**Task brief**
Print exactly the lines from the one containing "Ground the door lock visible above." through the last line of the listing, both included.

**Data extract**
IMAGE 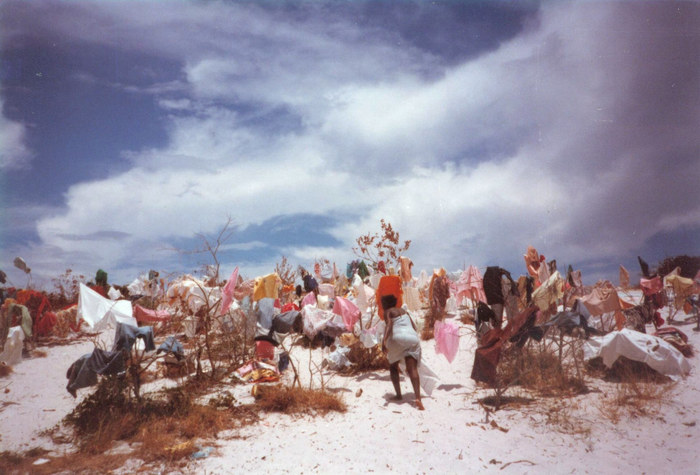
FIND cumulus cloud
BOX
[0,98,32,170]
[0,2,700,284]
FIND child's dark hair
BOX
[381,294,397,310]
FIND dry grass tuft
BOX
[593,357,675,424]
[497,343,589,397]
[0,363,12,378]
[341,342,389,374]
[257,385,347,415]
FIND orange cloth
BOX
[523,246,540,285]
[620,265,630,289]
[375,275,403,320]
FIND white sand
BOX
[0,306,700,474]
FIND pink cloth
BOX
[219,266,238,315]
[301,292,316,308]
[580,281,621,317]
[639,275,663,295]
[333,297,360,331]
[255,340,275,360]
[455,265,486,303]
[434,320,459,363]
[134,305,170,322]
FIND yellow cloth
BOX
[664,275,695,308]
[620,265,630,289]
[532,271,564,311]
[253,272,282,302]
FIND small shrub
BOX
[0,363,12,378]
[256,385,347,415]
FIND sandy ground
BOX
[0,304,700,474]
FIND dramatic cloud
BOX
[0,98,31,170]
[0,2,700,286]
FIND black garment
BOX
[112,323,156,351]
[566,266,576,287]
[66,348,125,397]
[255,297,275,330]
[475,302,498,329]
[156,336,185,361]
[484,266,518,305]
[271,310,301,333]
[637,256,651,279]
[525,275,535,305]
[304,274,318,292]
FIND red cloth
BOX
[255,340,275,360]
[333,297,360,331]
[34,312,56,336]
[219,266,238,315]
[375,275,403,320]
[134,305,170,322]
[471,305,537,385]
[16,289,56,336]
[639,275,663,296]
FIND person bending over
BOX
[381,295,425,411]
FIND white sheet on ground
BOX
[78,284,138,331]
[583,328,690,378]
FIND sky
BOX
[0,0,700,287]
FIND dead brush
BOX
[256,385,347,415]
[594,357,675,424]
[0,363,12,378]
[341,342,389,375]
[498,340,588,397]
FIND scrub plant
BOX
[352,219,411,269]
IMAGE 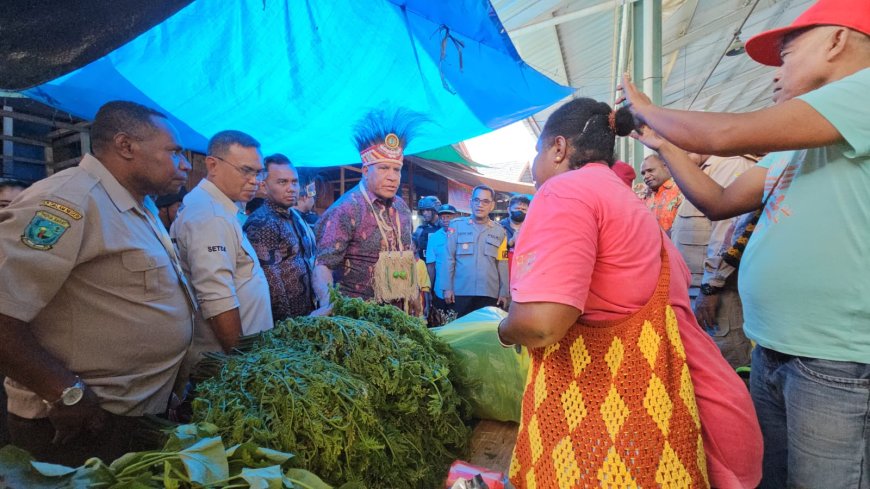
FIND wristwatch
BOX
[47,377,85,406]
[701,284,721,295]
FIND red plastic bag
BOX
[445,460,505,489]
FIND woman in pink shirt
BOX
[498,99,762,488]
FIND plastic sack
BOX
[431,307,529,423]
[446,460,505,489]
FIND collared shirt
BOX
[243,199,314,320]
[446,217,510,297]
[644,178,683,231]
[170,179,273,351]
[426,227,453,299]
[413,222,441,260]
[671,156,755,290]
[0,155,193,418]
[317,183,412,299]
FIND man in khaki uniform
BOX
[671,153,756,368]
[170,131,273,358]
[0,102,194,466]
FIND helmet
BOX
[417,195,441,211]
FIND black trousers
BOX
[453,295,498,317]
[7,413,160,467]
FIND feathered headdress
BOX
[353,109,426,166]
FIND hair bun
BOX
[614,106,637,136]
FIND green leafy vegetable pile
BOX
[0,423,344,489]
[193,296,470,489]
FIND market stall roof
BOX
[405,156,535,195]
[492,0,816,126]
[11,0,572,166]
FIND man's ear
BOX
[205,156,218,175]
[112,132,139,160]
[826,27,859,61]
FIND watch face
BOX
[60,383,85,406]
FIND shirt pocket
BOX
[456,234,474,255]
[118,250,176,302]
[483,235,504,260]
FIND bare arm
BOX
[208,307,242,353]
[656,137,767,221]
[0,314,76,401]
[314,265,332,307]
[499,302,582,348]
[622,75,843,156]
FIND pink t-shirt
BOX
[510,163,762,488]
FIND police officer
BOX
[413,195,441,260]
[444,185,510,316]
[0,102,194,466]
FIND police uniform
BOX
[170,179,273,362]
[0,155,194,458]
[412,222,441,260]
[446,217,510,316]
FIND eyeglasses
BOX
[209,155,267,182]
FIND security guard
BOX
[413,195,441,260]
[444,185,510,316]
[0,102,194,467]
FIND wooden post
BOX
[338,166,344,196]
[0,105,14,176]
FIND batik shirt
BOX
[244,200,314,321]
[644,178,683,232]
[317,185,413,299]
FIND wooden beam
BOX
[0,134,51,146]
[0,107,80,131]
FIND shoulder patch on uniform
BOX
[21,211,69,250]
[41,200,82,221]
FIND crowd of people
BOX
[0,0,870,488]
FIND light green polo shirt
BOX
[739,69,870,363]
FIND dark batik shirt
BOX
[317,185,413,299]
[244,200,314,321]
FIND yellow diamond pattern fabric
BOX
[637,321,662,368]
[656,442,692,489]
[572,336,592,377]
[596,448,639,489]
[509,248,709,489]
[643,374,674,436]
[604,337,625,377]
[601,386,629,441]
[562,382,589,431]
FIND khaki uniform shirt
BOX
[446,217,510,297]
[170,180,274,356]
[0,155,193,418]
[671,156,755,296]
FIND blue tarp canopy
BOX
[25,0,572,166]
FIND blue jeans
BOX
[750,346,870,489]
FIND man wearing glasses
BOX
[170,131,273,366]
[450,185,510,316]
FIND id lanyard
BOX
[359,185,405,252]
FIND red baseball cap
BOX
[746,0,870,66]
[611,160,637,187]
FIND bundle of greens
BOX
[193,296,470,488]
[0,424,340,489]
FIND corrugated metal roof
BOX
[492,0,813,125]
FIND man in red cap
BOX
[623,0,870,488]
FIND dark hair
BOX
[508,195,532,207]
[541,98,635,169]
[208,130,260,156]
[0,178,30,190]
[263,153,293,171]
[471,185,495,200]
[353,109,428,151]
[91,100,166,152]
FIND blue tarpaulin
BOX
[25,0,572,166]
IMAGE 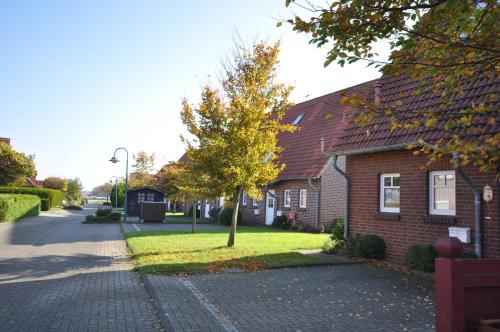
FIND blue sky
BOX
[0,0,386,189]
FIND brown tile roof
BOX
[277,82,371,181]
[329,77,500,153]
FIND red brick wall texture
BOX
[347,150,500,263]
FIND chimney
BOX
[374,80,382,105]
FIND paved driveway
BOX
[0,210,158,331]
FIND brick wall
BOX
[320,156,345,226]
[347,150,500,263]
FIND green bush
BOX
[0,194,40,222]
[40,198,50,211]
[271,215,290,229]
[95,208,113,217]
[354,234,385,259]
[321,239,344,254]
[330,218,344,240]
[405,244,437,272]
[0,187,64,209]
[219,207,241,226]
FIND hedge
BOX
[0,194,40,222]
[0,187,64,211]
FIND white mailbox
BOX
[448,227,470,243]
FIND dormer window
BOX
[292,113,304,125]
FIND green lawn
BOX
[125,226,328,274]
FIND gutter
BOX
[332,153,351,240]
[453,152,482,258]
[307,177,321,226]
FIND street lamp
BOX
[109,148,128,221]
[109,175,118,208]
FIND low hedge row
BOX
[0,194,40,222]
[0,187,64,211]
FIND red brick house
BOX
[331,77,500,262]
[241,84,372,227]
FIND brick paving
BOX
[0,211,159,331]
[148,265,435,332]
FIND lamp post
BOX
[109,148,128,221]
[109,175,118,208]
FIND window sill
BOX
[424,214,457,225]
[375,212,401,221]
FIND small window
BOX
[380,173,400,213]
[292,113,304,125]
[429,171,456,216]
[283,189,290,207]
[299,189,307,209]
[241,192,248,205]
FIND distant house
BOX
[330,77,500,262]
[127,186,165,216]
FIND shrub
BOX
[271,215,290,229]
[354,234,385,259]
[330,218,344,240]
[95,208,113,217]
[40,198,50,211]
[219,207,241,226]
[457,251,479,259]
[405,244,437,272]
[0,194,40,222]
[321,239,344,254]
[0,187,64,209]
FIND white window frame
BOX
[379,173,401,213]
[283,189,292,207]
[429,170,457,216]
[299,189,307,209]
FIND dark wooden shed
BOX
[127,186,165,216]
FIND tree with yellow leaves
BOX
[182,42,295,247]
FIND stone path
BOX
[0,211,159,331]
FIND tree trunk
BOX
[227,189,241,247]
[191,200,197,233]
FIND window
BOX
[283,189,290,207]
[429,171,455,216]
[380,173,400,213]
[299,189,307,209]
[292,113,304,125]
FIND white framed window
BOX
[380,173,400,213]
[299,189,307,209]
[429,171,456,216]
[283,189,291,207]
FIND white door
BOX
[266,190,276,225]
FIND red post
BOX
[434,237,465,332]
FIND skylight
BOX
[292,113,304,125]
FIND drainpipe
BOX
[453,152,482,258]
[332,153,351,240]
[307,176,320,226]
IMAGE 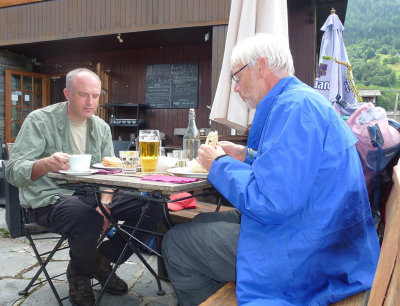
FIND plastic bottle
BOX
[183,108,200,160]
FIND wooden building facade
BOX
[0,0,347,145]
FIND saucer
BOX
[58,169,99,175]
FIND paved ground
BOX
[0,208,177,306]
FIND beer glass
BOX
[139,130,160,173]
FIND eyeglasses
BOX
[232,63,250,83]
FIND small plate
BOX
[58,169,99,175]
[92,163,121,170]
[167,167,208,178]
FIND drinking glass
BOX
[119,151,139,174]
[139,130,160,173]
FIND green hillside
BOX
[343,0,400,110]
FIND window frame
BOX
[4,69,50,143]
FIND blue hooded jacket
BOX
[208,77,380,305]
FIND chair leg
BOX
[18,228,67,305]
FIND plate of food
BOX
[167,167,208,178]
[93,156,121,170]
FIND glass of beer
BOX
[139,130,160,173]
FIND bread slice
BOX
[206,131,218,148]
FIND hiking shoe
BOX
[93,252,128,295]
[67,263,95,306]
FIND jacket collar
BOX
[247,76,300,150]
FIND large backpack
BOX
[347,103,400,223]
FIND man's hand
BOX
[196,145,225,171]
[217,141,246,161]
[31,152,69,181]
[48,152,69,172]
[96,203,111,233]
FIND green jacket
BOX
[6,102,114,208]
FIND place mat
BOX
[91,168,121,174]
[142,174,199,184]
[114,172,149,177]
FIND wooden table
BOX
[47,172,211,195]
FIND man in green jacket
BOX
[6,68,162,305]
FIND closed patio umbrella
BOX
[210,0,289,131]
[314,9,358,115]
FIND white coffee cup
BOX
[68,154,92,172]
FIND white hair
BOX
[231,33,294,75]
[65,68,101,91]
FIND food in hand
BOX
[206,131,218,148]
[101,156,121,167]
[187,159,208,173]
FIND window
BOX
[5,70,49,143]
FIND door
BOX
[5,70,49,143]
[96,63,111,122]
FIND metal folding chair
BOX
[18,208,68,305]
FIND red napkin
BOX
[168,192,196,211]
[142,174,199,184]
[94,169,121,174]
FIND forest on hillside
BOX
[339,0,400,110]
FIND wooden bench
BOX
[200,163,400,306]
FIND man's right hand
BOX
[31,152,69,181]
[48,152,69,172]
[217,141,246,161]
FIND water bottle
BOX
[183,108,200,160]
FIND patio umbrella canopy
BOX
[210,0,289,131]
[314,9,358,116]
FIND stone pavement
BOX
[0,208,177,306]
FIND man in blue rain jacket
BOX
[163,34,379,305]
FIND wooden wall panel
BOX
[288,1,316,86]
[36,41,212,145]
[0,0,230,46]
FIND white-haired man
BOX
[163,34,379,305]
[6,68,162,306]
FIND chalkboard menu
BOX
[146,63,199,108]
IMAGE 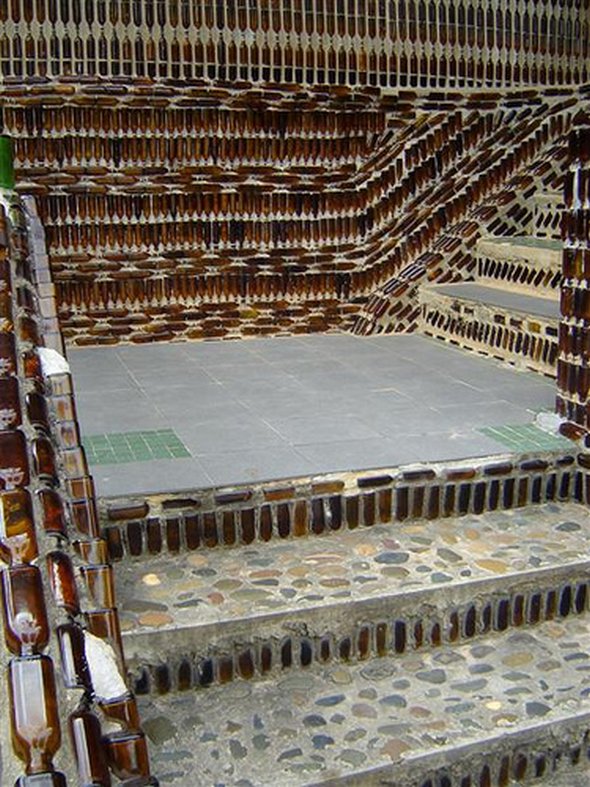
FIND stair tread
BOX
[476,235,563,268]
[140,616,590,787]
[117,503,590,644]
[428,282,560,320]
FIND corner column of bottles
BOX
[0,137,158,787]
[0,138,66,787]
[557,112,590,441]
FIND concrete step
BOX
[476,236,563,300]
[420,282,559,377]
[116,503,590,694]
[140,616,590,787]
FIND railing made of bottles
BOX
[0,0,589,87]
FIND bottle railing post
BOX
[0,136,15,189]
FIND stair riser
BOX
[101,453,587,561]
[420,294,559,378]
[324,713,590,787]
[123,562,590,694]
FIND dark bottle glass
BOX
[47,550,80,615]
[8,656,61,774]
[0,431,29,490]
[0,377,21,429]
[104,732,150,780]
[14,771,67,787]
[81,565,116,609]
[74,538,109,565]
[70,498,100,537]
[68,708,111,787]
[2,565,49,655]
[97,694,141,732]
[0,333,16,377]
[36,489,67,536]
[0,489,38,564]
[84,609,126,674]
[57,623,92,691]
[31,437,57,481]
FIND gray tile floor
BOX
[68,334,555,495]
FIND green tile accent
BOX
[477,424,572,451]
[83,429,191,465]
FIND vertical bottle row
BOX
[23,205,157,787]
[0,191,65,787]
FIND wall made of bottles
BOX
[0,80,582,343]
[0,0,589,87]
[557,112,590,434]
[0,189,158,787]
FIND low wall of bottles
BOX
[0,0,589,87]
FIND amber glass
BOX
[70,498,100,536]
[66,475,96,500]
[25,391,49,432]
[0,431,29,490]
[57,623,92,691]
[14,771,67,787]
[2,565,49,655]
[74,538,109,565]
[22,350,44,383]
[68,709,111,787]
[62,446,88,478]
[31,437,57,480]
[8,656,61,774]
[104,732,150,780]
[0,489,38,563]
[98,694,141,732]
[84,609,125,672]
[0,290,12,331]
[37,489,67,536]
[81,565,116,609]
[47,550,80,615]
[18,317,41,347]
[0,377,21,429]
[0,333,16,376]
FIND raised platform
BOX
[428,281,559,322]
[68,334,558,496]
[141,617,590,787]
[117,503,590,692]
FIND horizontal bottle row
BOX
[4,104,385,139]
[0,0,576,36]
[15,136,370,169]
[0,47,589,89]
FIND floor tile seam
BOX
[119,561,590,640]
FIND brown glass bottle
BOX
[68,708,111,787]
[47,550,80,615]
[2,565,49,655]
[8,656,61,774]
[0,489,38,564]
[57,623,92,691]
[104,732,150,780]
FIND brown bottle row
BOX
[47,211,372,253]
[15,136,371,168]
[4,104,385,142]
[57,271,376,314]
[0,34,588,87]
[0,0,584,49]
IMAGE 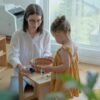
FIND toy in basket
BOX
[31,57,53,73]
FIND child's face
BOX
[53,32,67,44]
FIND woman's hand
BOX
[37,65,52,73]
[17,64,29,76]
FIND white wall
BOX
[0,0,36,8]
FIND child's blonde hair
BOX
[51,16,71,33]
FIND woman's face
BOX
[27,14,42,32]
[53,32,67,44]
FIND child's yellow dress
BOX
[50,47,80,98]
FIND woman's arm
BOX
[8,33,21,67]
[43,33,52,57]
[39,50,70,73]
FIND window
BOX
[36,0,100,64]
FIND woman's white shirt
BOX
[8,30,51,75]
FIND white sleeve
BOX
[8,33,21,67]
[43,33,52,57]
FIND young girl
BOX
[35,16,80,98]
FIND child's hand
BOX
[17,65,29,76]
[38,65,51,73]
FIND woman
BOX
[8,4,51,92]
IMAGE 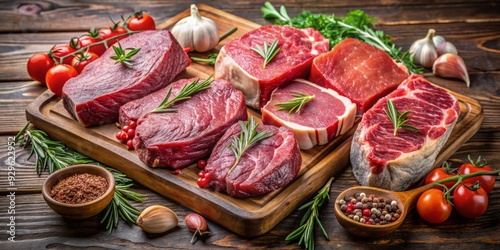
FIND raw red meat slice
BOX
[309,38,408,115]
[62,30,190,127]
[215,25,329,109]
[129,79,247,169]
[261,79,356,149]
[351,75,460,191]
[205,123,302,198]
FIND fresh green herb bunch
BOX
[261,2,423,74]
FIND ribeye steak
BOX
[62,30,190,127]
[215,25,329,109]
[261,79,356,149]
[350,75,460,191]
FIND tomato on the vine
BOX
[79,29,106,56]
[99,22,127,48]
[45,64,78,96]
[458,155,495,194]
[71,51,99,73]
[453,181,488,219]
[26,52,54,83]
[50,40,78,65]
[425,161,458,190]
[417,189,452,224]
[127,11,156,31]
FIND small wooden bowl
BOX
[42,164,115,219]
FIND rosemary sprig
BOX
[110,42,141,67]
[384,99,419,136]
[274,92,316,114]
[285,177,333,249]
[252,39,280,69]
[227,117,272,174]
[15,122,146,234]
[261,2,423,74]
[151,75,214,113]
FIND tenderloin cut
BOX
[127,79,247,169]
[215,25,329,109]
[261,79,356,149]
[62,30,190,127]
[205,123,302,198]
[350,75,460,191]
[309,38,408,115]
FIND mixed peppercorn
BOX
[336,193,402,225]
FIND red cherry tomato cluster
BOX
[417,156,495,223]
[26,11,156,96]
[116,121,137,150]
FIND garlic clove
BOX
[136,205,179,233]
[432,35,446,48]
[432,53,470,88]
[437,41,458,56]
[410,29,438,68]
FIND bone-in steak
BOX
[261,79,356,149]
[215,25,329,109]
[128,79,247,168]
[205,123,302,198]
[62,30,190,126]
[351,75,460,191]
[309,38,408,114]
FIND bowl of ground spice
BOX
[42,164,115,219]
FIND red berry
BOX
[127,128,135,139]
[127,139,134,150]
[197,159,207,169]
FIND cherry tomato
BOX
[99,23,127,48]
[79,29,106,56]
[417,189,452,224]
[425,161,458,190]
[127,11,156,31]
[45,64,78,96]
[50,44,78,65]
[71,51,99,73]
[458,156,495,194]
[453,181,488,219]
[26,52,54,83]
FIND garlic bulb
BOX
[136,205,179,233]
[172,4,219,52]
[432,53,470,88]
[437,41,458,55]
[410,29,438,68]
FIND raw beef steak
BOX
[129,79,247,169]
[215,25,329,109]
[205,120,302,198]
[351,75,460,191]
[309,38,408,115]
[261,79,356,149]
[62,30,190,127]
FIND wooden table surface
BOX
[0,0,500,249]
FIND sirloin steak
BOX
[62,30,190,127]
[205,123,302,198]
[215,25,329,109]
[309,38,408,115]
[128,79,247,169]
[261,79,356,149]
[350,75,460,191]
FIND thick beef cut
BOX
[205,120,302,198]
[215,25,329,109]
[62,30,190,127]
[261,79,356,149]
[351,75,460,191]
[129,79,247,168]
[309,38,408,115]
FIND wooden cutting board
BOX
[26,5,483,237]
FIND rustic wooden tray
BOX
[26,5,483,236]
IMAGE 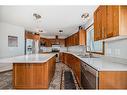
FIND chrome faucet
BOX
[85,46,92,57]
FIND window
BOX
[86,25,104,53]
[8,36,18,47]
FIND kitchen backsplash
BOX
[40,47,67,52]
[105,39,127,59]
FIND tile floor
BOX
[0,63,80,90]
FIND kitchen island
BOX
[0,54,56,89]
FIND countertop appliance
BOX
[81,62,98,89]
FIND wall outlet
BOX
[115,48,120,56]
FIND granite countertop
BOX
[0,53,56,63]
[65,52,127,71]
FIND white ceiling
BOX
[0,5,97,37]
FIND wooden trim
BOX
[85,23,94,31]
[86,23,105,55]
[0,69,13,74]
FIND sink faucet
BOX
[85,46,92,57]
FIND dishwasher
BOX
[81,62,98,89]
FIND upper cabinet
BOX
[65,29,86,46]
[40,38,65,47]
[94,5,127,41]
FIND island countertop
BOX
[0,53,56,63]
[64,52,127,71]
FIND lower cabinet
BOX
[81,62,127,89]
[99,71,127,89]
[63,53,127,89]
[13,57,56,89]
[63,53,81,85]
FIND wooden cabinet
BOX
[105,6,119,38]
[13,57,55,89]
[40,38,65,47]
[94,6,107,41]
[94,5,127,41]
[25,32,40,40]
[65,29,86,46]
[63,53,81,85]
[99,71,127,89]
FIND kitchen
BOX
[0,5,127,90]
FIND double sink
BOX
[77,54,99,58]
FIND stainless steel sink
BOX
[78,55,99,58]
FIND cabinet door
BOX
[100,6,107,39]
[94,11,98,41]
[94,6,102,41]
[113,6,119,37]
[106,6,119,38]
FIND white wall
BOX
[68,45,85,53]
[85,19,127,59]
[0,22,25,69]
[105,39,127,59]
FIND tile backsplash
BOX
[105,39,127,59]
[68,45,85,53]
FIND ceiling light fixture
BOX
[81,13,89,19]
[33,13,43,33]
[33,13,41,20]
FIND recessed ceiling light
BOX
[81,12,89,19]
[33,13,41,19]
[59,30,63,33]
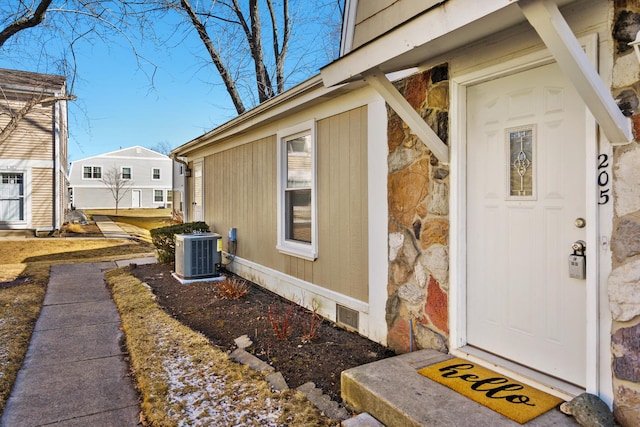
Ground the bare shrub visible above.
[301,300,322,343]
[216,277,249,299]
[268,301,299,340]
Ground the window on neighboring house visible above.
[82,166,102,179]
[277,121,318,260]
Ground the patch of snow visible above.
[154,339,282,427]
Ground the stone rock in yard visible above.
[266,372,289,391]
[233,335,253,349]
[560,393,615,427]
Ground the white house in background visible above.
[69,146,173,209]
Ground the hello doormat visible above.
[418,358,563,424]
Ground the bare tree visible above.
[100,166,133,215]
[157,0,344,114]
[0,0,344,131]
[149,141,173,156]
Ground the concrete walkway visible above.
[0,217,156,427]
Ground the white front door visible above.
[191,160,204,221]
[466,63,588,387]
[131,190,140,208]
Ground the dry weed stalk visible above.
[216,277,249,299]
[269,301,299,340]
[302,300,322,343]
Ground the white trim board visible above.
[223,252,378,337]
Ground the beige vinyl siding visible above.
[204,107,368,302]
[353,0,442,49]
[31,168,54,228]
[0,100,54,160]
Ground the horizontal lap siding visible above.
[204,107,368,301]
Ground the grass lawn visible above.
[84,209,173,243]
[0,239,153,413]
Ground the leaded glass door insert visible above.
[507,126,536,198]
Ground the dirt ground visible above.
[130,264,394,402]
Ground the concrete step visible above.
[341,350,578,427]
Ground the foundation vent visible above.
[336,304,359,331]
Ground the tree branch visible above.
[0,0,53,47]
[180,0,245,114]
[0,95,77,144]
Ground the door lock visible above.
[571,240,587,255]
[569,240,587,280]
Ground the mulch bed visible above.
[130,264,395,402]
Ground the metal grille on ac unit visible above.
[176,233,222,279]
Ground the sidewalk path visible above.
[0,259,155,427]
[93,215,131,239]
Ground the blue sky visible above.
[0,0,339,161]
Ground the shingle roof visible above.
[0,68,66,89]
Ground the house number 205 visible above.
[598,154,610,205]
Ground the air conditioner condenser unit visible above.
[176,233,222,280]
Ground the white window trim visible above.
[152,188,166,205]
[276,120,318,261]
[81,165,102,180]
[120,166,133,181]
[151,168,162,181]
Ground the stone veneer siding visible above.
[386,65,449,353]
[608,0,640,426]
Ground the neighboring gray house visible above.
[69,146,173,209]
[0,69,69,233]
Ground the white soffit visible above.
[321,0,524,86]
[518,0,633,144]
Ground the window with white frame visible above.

**Written response**
Ground the door lock visible above.
[571,240,587,255]
[569,240,587,280]
Ground the mulch bed visible above.
[130,264,395,402]
Ground the metal grille on ac unit visible above.
[176,233,222,279]
Ground the sidewalk path visible above.
[0,259,155,427]
[93,215,131,239]
Ground the blue sky visible above.
[0,0,339,161]
Ground the shingle roof visible above.
[0,68,66,89]
Ground the house number 205 visible above.
[598,154,610,205]
Ground the air conditioner condenser unit visible above.
[176,233,222,280]
Ground the white window trim visible above.
[152,188,166,205]
[276,120,318,261]
[81,165,102,180]
[120,166,133,181]
[151,168,162,181]
Ground the stone veneer siding visible above.
[386,65,449,353]
[608,0,640,426]
Ground the neighboring gray house visible above.
[69,146,173,209]
[0,69,69,233]
Ground the white soffit visible above.
[321,0,524,86]
[518,0,633,144]
Ground the window with white frame visible above.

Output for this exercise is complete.